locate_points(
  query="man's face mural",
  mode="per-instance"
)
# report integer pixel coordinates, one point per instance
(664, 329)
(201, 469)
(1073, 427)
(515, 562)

**DIRECTIONS FOR THIS TASK:** Please edit the material above, replacing "mural" with "painting" and leaving everything else unchanged.

**EXPECTED ANSWER:**
locate_points(
  query="man's face painting",
  mode="per-instance"
)
# report integer pixel coordinates, one point per instance
(664, 329)
(201, 469)
(1073, 427)
(515, 562)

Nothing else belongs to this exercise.